══ Text block

Aug 24,2015 - Last updated at Aug 24,2015

When Julian Bond died last week, every major news outlet featured tributes praising his more than five decades of leadership in the struggle for civil rights.

He was all the things that were said about him. He was courageous and visionary, a steady hand and a thoughtful strategist, and a tireless and eloquent voice for justice for all who were denied their rights.

But for me, Bond was more. He was a mentor who more than four decades ago taught me a lesson that has guided my work ever since.

I told the story before of my first meeting with Bond back in 1973. But because I believe it remains so very relevant, I want to share Julian’s lesson one more time.

The story begins at the 1968 Democratic Convention in Chicago, IL. In the months preceding the convention, the country had been shaken by a series of traumatic developments. Martin Luther King, Jr. had been assassinated in April. Three popular anti-war Senators (Eugene McCarthy, Robert Kennedy and George McGovern) were running strong campaigns against then-president Lyndon Johnson — opposing his Vietnam War policy. Their combined successes ultimately forced Johnson to announce that he would withdraw from the contest. And then, in early June, Kennedy was assassinated.

When Democrats gathered in Chicago, in August, they were still reeling from the shock of these events. The convention itself was a tumultuous affair that brought together all of the conflicting currents of the period.

Outside the convention site there were massive demonstrations against the war in Vietnam, coupled with substantial gatherings of “counter-culture” activists.

At one point, the demonstrators were confronted by a shameful display of police/military force. A battle ensued. There were tanks in the streets, beatings and tear-gassing of protesters who chanted “the whole world is watching” because what was playing out in the streets of Chicago was reminiscent of scenes of uprising and repression that had occurred behind “the Iron Curtain”.

These same currents played out inside the convention hall. As the proceedings began, there was a battle over which delegation should receive credentials to represent the state of Georgia — an all-white group or a mixed-race delegation that included Julian Bond. There was some drama, but in the end, the integrated slate won the right to be seated.

════

_Stated exercise 1_
Render this sentence from the Julian Bond tribute in Spanish: "He was a mentor who more than four decades ago taught me a lesson that has guided my work ever since."
_Stated exercise 2_
According to the Julian Bond tribute, which three anti-war Senators ran campaigns against Lyndon Johnson?
_Stated exercise 3_
Extract the passage of the Julian Bond tribute that begins at the words "At one point, the" and stops after "to be seated.".

══ Records shown

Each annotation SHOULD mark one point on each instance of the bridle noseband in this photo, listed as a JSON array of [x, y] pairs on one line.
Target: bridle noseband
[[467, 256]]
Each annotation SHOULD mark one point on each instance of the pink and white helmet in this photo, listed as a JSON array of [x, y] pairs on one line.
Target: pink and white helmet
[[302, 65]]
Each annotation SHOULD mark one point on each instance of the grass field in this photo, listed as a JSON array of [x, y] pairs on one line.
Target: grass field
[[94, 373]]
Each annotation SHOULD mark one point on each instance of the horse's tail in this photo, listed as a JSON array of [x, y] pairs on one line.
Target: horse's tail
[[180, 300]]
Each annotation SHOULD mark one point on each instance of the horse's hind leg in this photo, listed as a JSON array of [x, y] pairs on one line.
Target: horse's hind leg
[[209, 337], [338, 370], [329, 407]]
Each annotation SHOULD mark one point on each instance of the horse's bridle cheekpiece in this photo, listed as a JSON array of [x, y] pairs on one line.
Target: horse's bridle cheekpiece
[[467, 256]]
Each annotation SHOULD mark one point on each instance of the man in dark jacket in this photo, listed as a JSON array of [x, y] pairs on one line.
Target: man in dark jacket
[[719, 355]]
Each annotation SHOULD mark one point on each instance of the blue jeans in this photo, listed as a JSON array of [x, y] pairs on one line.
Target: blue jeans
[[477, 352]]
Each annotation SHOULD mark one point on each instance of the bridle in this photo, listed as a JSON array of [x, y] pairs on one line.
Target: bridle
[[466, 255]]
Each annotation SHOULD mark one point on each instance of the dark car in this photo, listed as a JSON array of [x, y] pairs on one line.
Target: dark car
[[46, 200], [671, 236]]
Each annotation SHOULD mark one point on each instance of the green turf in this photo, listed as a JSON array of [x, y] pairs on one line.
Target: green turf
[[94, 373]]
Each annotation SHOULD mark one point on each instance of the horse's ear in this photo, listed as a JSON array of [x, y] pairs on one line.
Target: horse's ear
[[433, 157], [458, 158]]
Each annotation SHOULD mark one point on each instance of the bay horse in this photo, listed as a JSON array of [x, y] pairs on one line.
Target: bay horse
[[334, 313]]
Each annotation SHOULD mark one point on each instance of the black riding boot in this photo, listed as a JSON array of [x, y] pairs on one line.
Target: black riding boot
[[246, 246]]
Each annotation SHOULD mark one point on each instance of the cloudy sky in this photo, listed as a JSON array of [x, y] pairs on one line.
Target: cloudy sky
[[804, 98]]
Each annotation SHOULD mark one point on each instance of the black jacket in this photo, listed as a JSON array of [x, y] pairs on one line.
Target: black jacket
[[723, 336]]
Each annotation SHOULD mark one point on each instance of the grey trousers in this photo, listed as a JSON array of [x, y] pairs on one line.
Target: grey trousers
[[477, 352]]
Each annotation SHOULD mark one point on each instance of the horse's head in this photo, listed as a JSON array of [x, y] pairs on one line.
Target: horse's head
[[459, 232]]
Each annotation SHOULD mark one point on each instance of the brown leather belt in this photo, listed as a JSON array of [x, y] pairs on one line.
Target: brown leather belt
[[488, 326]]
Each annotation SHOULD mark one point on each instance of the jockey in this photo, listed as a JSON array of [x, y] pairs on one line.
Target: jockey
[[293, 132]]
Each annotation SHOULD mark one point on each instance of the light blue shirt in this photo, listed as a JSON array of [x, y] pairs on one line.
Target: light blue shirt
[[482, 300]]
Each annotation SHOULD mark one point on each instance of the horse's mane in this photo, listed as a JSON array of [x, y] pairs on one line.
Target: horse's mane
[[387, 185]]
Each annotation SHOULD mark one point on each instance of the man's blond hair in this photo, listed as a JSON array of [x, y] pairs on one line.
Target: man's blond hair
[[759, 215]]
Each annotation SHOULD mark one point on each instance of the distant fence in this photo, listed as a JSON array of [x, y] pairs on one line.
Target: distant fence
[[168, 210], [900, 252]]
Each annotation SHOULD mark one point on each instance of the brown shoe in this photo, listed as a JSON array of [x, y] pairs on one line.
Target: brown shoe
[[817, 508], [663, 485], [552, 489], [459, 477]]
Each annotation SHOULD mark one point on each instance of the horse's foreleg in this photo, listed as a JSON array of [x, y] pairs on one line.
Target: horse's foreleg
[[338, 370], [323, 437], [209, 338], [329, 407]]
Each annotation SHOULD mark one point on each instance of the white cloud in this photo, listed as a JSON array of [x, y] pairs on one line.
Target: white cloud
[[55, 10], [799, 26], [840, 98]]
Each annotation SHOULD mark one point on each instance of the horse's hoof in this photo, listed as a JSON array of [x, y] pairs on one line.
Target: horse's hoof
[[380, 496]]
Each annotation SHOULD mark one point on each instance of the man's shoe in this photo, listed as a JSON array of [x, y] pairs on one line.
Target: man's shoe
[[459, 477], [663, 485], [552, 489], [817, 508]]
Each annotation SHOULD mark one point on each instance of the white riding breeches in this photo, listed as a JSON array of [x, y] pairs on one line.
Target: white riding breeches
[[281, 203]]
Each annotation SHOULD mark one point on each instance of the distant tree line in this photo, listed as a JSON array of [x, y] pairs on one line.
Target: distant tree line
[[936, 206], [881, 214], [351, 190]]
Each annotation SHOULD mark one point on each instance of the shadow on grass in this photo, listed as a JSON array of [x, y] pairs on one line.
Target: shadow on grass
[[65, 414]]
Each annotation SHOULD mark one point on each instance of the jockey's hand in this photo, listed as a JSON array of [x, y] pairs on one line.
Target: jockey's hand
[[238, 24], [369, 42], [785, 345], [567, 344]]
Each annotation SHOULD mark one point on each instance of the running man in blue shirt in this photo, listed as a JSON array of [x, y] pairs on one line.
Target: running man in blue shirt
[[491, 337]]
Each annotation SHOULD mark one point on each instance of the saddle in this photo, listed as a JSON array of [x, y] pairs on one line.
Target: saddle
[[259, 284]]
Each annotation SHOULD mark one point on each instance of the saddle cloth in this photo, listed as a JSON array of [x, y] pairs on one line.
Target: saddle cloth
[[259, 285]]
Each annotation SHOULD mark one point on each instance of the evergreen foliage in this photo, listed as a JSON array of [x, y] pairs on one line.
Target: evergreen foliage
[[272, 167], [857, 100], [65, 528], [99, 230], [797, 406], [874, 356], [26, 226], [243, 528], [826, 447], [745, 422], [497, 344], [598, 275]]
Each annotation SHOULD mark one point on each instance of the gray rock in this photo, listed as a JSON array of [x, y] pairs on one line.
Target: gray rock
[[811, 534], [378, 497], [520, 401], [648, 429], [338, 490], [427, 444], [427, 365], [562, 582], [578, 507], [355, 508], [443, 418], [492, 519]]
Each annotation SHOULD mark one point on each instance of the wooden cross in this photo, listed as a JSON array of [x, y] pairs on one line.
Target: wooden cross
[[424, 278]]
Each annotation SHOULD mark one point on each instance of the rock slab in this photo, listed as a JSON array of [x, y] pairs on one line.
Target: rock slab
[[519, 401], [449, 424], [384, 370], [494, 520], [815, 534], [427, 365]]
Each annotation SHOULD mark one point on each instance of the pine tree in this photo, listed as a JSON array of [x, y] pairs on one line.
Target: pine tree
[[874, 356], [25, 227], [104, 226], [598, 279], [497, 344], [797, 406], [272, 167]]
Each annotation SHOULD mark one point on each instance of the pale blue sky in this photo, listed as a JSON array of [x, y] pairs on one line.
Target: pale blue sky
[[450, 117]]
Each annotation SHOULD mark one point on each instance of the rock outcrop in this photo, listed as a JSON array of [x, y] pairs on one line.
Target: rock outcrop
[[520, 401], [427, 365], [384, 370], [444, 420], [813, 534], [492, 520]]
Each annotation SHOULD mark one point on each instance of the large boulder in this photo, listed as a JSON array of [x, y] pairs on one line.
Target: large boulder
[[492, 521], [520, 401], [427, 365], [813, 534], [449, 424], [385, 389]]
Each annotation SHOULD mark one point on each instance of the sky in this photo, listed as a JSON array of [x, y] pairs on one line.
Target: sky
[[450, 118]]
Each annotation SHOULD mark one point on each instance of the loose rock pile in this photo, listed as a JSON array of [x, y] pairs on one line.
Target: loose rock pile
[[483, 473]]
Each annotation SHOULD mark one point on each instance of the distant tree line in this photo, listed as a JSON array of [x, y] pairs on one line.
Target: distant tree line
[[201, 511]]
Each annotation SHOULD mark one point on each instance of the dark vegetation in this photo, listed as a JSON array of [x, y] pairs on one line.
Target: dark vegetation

════

_Final result 1_
Fue un mentor que hace más de cuatro décadas me enseñó una lección que ha guiado mi trabajo desde entonces.

_Final result 2_
Eugene McCarthy, Robert Kennedy and George McGovern.

_Final result 3_
At one point, the demonstrators were confronted by a shameful display of police/military force. A battle ensued. There were tanks in the streets, beatings and tear-gassing of protesters who chanted “the whole world is watching” because what was playing out in the streets of Chicago was reminiscent of scenes of uprising and repression that had occurred behind “the Iron Curtain”.

These same currents played out inside the convention hall. As the proceedings began, there was a battle over which delegation should receive credentials to represent the state of Georgia — an all-white group or a mixed-race delegation that included Julian Bond. There was some drama, but in the end, the integrated slate won the right to be seated.